Blockade running to Nassau provides a review of national and international events in which the small, traditionally poor British colonial outpost in the Bahamas became a pivotal transshipment point for the movement of supplies and commodities between the federal-blockaded confederate states and merchant houses, commodity markets, and shipyards in a technically neutral Great Britain.
During the American Civil War (1860–1865), Nassau benefitted significantly from facilitating the brisk international trade through warehouse storage, handling, and collection of brokerage fees and taxes. Thousands of international guests descended upon the colonial island capital to buy and sell critically demanded supplies of cotton destined for English mills and arms, food, medicines, and other essential goods denied the Southern states. Nassau thrived economically during the period, drawing hundreds of people from other islands in the chain to migrate to Nassau in search of employment. As a result, many out-island communities were abandoned as the demographic shift divided families when parents left children in the care of other kin or friends to follow the “yellow-brick road” leading to Nassau. Crime levels and food prices rose significantly during the years of conflict. In 1865, the conflict ended, the blockade was lifted, and the transshipment of goods through Nassau ceased.
Once again, the islands reverted into abject poverty, leaving many unemployed still settled in overcrowded conditions in Nassau. Adding insult to injury, a hurricane devastated the islands that year and virtually destroyed many of the infrastructural public work improvements implemented with the increased public purse created by facilitation of the blockade running activities of the previous years.

RAW DATA:
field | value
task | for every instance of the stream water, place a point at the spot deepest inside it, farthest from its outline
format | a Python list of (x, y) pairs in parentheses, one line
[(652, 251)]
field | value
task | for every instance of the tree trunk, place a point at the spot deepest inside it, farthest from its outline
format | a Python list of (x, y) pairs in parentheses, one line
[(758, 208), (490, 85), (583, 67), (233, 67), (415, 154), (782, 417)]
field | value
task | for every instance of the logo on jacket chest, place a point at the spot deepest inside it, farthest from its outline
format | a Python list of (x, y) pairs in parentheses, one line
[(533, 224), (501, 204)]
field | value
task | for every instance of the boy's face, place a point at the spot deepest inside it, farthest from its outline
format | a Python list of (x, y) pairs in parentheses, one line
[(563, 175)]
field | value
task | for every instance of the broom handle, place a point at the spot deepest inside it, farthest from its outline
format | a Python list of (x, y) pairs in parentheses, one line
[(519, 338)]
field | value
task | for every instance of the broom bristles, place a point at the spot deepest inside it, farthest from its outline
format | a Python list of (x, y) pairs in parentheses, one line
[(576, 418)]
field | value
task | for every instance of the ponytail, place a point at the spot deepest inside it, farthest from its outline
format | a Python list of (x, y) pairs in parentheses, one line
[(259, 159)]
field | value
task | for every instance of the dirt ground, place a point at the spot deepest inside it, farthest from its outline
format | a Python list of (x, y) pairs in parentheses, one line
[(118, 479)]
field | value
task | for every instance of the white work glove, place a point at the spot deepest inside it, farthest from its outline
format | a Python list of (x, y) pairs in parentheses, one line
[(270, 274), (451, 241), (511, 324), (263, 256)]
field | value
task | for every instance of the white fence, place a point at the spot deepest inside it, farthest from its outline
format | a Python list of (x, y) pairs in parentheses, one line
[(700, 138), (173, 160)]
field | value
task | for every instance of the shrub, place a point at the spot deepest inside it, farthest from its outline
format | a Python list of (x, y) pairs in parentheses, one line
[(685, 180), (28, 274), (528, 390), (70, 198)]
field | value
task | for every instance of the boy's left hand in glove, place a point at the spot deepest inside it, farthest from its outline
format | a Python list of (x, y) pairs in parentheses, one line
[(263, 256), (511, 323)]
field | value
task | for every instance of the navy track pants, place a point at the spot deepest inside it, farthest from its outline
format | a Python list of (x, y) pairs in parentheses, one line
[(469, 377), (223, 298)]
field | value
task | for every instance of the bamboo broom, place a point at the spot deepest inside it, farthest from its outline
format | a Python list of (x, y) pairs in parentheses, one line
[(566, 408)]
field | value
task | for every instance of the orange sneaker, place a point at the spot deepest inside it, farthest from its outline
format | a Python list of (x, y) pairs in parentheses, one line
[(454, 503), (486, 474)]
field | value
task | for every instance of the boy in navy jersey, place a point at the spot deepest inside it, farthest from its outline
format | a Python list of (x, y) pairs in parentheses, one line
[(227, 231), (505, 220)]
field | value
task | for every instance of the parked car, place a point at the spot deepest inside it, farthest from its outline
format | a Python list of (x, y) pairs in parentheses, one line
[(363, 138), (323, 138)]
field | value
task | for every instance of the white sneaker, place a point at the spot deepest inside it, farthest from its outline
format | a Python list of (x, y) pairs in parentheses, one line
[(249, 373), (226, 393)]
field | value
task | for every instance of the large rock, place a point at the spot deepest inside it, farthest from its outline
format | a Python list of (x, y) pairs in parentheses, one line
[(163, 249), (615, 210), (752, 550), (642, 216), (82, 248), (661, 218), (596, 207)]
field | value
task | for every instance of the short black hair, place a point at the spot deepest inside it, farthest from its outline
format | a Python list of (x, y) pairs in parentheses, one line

WHAT IS REQUIRED:
According to the text on blockade running to Nassau, what two things rose significantly in Nassau during the years of conflict? None of the lines is needed for this work.

OUTPUT FOR THIS EXERCISE:
Crime levels and food prices.